*** Excerpt Section Begins ***

NOIRISH: DOMESTIC NOIR

The dark view of the world reflected in traditional film noir
found expression in other kinds of Hollywood movies, ones which didn't
necessarily reflect a preoccupation with specifically male anxieties or
use the night-time urban underworld as an image.  A strong tradition emerged
which centered on the home and domestic relationships and the ways
these seemed to be threatened by the colossal derangement of war on a
global scale and later by the specter of nuclear annihilation.  Here are some of the films I see as representative
of this tradition:

Shadow Of A Doubt

Double Indemnity
Clash By Night
Blonde Ice


Leave Her To Heaven

Sunset Boulevard
The Night Of the Hunter

Scarlet Street
Daisy Kenyon
The Bad and the Beautiful




American homes weren't physically threatened by the violence
of WWII, at least not
directly, but millions of sons and husbands and fathers from those homes
were sent out into harm's way — and the whole scale of the war seemed
to be a threat to the very idea of social order, to the very idea of
home and family as the bonding agents of civilization.

*** Excerpt Section Ends ***
*** Data records Section Begins ***

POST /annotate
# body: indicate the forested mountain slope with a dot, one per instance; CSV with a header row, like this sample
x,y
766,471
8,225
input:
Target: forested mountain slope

*** Data records Section Ends ***

* Work to complete *
1. In the domestic noir piece, which family members from American homes does it say were sent out into harm's way? List them all.
2. Copy out the stretch of the domestic noir piece from "Scarlet Street" through "agents of civilization.".
3. Pick up the domestic noir piece where it stops and keep writing it.
You won't need the data for this.

* Answers below *
1. sons, husbands, fathers

2.
Scarlet Street
Daisy Kenyon
The Bad and the Beautiful




American homes weren't physically threatened by the violence
of WWII, at least not
directly, but millions of sons and husbands and fathers from those homes
were sent out into harm's way — and the whole scale of the war seemed
to be a threat to the very idea of social order, to the very idea of
home and family as the bonding agents of civilization.

3.
Hitchcock's Shadow Of A Doubt was the first great expression of this sense of domestic insecurity.  Billy Wilder's Double Indemnity
offered a vision of how comfortable middle-class life might be infected
by the violence and cynicism of a world that had seemingly gone
mad.  In the post-war era, in the shadow of nuclear annihilation,
other films, like Leave Her To Heaven and Clash By Night, reflected a deep suspicion of the old domestic verities — a sense that they might no longer be viable.

I would place Wilder's Sunset Boulevard in the category of domestic noir
For one thing its action is mostly centered inside one house — but
the whole film is basically Wilder's deconstruction of his “home”, Hollywood, for which he felt both affection and
disgust.  (Wilder's cynicism was very personal and eccentric, so
its dangerous to connect it too directly with broader social currents
— but it's clear that these broader social currents made his dark
visions commercially viable, and he must certainly have had at
least an intuitive appreciation of this fact.)




The Night Of the Hunter is, in my opinion, way too poetic, metaphorical and explicitly religious to be called a film noir, but it's certainly a dark film, and it deals with the issues of collapsed manhood that also informed the classic films noirs.  If anything it's domestic noir
It deals with the destruction of one home by a failed father, a long,
perilous journey in search of a new home, and the threat to that new
home by a demonic shadow father.  Its expressionistic visual style
harks back to the silent era, to the UFA style, and has little in
common with the harsh, jagged, tabloid-style photography of classic noir.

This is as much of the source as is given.